Problem description. A complete and exact copy of the data below is required.

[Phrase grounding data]
*** Begin section ***

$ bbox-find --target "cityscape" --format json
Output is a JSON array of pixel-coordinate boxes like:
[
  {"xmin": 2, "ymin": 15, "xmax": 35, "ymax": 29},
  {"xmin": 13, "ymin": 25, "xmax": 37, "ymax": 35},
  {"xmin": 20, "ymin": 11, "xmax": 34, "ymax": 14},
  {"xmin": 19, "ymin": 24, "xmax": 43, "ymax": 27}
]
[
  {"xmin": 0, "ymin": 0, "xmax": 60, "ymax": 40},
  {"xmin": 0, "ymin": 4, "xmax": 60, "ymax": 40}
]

*** End section ***

Exercise result.
$ bbox-find --target "cityscape" --format json
Output is a JSON array of pixel-coordinate boxes like:
[
  {"xmin": 2, "ymin": 15, "xmax": 35, "ymax": 29},
  {"xmin": 13, "ymin": 25, "xmax": 37, "ymax": 35},
  {"xmin": 20, "ymin": 11, "xmax": 34, "ymax": 14},
  {"xmin": 19, "ymin": 24, "xmax": 43, "ymax": 27}
]
[
  {"xmin": 0, "ymin": 0, "xmax": 60, "ymax": 40},
  {"xmin": 0, "ymin": 4, "xmax": 60, "ymax": 40}
]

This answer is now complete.